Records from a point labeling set
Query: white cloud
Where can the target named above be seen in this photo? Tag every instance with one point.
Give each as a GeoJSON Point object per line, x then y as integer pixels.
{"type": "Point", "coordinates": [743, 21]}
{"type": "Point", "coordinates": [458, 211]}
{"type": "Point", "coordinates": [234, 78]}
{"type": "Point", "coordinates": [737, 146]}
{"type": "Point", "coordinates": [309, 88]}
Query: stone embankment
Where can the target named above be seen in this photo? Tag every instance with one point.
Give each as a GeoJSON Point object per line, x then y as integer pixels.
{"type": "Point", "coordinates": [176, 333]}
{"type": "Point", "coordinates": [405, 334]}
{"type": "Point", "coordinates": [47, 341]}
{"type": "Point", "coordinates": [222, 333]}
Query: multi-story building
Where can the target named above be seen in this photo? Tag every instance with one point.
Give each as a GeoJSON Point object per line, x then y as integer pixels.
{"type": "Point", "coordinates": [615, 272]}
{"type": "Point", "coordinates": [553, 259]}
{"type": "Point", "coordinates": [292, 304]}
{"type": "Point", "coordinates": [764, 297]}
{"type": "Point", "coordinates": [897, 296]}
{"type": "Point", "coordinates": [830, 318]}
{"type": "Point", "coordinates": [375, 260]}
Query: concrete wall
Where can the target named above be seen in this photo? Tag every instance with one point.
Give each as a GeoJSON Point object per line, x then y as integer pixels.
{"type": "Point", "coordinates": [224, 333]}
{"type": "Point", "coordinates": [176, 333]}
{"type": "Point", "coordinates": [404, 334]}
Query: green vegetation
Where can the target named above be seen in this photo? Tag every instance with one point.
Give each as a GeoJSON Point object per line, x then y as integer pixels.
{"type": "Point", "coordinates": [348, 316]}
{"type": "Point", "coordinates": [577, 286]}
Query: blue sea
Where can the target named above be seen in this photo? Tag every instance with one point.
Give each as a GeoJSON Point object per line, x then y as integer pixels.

• _Direction_
Repeat every one of the rows above word for word, with nothing changed.

• _Written solution_
Query: white cloud
Where can the target named above be seen in this photo? Tag every instance with one point.
Give each as a GeoJSON Point object per line, x then y as integer pixels.
{"type": "Point", "coordinates": [743, 21]}
{"type": "Point", "coordinates": [458, 211]}
{"type": "Point", "coordinates": [234, 78]}
{"type": "Point", "coordinates": [737, 146]}
{"type": "Point", "coordinates": [309, 88]}
Query: stone embankment
Where can the target named above be seen in this photo? Tag every instance with one point.
Give each as a GeoJSON Point object per line, x then y as integer pixels.
{"type": "Point", "coordinates": [176, 333]}
{"type": "Point", "coordinates": [405, 334]}
{"type": "Point", "coordinates": [47, 341]}
{"type": "Point", "coordinates": [222, 333]}
Query: multi-story building
Where can the target named above be seen in this photo? Tag every instance with one point.
Give each as a GeoJSON Point object per line, x then y as integer pixels.
{"type": "Point", "coordinates": [615, 272]}
{"type": "Point", "coordinates": [553, 259]}
{"type": "Point", "coordinates": [292, 304]}
{"type": "Point", "coordinates": [764, 297]}
{"type": "Point", "coordinates": [897, 296]}
{"type": "Point", "coordinates": [830, 318]}
{"type": "Point", "coordinates": [375, 260]}
Query: concrete wall
Where can the target named above be seen in this photo? Tag every instance with one point.
Give each as a GeoJSON Point object per line, x then y as integer pixels.
{"type": "Point", "coordinates": [224, 333]}
{"type": "Point", "coordinates": [176, 333]}
{"type": "Point", "coordinates": [404, 334]}
Query: green vegetation
Where can the target named above be seen in this photo? Tag every instance with one point.
Give each as a GeoJSON Point object per line, x then y as integer pixels.
{"type": "Point", "coordinates": [348, 316]}
{"type": "Point", "coordinates": [577, 286]}
Query: blue sea
Where can the target named above be seen in this photo? Tag every instance with one point.
Give each as a GeoJSON Point object per line, x then y as integer pixels.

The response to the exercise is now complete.